WHAT NEEDS TO BE DONE: List each line of the entries below that contains the string "street", treating uppercase and lowercase letters as distinct.

### DATASET ROWS ###

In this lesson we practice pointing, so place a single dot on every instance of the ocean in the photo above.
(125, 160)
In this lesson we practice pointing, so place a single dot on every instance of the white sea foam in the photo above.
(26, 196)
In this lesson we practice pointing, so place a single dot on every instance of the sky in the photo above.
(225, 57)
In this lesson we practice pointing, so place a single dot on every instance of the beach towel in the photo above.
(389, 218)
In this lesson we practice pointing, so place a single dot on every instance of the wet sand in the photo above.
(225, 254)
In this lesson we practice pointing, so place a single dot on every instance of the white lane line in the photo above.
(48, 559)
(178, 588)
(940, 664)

###
### DATASET ROWS ###

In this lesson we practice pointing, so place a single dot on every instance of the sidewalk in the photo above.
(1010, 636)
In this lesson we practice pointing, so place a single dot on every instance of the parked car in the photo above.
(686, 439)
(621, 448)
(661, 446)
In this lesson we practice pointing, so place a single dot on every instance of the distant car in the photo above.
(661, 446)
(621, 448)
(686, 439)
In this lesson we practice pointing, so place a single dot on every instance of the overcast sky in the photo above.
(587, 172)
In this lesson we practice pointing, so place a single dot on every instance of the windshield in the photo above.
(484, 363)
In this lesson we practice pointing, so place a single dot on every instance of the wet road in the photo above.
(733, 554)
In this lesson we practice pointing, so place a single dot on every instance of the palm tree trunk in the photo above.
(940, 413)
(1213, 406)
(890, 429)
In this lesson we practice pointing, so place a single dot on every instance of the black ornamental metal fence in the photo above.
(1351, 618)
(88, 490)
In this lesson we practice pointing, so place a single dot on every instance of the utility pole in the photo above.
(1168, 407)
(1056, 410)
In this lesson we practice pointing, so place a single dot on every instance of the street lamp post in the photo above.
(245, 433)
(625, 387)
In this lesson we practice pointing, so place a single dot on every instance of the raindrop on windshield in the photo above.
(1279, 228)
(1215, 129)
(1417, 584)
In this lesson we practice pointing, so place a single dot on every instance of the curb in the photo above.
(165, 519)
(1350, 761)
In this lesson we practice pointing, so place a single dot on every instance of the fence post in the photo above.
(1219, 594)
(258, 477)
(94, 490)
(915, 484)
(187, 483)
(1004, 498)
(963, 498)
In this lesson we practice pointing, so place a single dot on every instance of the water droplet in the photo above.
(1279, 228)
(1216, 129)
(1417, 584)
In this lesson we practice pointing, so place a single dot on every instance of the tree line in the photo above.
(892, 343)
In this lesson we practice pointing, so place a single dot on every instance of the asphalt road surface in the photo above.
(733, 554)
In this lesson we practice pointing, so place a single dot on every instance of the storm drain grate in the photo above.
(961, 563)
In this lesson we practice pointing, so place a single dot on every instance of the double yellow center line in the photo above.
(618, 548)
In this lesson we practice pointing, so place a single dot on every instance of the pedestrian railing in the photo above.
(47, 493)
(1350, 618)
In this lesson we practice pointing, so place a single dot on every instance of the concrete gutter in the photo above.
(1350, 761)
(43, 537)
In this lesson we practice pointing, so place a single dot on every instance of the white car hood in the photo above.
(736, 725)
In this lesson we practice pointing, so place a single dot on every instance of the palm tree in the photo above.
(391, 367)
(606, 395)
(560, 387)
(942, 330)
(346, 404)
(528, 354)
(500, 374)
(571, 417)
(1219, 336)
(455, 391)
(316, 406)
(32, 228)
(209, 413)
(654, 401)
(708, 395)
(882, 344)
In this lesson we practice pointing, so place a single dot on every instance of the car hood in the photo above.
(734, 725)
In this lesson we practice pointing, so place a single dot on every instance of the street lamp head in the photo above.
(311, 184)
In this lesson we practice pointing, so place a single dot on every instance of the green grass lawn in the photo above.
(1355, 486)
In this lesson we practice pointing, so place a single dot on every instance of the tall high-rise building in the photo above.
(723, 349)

###

ANSWER TO THE EXERCISE:
In this lesson we practice pointing, so place a single dot on every instance of the street lamp post in the photo above.
In this lesson we practice pointing, so place a single dot on every instance of the street lamp head in the photo above.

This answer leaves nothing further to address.